#### [Exercise aim]
Word for word, restate all of the data shown below.

#### [Records supplied]
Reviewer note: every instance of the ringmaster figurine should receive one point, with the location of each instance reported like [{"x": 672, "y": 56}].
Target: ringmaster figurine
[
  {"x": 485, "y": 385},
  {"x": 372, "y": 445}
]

#### [Exercise answer]
Reviewer note: every instance of the ringmaster figurine should receive one point, with the location of each instance reported like [{"x": 672, "y": 56}].
Target: ringmaster figurine
[
  {"x": 485, "y": 385},
  {"x": 372, "y": 445}
]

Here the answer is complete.